> [WHAT YOU SHOULD DO]: Rewrite the entries below, replacing every "bounding box" with "bounding rectangle" and leaving everything else unchanged.
'''
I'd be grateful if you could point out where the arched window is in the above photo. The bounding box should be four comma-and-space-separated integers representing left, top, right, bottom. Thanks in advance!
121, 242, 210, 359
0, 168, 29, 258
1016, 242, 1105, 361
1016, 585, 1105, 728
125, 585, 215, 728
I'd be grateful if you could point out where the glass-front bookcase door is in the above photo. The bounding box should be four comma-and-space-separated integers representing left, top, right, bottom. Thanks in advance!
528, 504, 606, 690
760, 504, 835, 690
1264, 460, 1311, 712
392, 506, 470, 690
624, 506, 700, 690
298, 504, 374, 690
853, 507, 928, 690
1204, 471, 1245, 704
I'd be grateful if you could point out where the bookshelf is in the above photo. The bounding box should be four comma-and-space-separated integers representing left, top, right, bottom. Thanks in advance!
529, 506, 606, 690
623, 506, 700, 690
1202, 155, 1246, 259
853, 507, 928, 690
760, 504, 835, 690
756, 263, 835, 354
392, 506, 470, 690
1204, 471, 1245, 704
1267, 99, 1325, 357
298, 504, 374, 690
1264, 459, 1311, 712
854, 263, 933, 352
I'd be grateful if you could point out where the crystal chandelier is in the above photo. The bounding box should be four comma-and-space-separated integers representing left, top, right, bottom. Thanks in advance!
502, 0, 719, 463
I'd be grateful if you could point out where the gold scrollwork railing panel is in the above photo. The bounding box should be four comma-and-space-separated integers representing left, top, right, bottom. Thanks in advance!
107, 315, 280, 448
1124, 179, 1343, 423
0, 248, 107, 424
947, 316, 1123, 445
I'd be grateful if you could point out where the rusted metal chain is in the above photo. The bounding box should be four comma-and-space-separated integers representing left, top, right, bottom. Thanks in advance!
'''
> [FULL SOLUTION]:
I'd be grateful if you could point out where the arched window is in the above photo. The bounding rectangle should be four comma-and-space-separated integers representing left, top, right, bottom. Thanks in advance!
121, 242, 210, 359
0, 168, 29, 258
1016, 242, 1105, 361
1016, 585, 1105, 728
125, 585, 215, 728
I'd be grateful if you could point out where the glass-front bookcase door is in the above photo. The bounding rectangle should be four comma-and-space-separated integers representing left, top, right, bottom. Thanks in advance!
528, 504, 606, 690
760, 504, 835, 690
1264, 460, 1311, 712
392, 506, 470, 690
624, 506, 700, 690
298, 504, 374, 690
853, 507, 928, 690
1204, 471, 1245, 704
I'd be grateful if you could point out where the bookshelf is in the above photo. The bounding rectangle should be four comma-and-space-separated integers representing left, top, right, bottom. Thanks in advance!
529, 506, 606, 690
623, 506, 700, 690
1202, 155, 1246, 259
853, 507, 928, 690
760, 504, 835, 690
756, 263, 835, 354
392, 506, 470, 690
1204, 471, 1245, 704
1267, 99, 1325, 357
298, 504, 374, 690
1264, 459, 1311, 712
854, 263, 933, 352
I'd be grateful if you could point out where the crystal chandelier is in the above photo. The bounding rectangle should be four comma-and-space-separated integers representing left, top, right, bottom. Thanks in advance!
502, 0, 719, 463
I'd be grateful if you could point out where the gold scrollwork railing panel is in the above photo. The bounding rectangle should be four comma-and-space-separated integers representing left, top, right, bottom. Thanks in advance!
107, 315, 280, 448
1124, 179, 1343, 423
0, 248, 107, 424
947, 316, 1123, 445
I'd be grateful if you could point out where the rusted metal chain is in the above photo. The bounding rectangle should be four comma-and-space-separated integers representing left, top, right, bottom. Thanks in advance!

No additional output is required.